Task prompt: Your answer should reproduce every line of the material in which the word "point" occurs.
==== Records for this task
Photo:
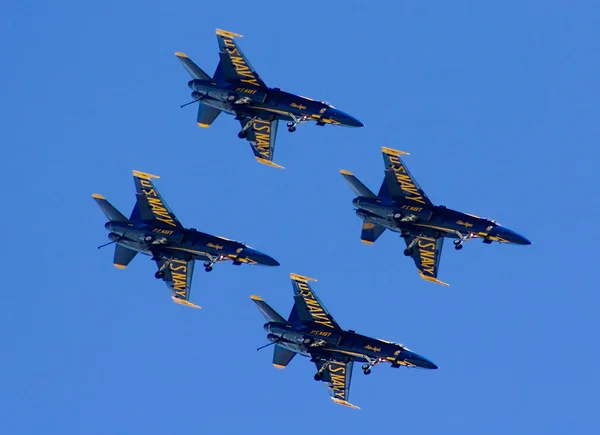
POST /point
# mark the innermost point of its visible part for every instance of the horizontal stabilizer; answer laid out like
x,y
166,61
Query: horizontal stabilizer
x,y
111,213
123,256
356,185
193,70
371,232
206,115
282,357
269,313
========
Solved problem:
POST /point
# mark the innermost point of its visible part for every instance of the horizontal stabilizer; answer laid out like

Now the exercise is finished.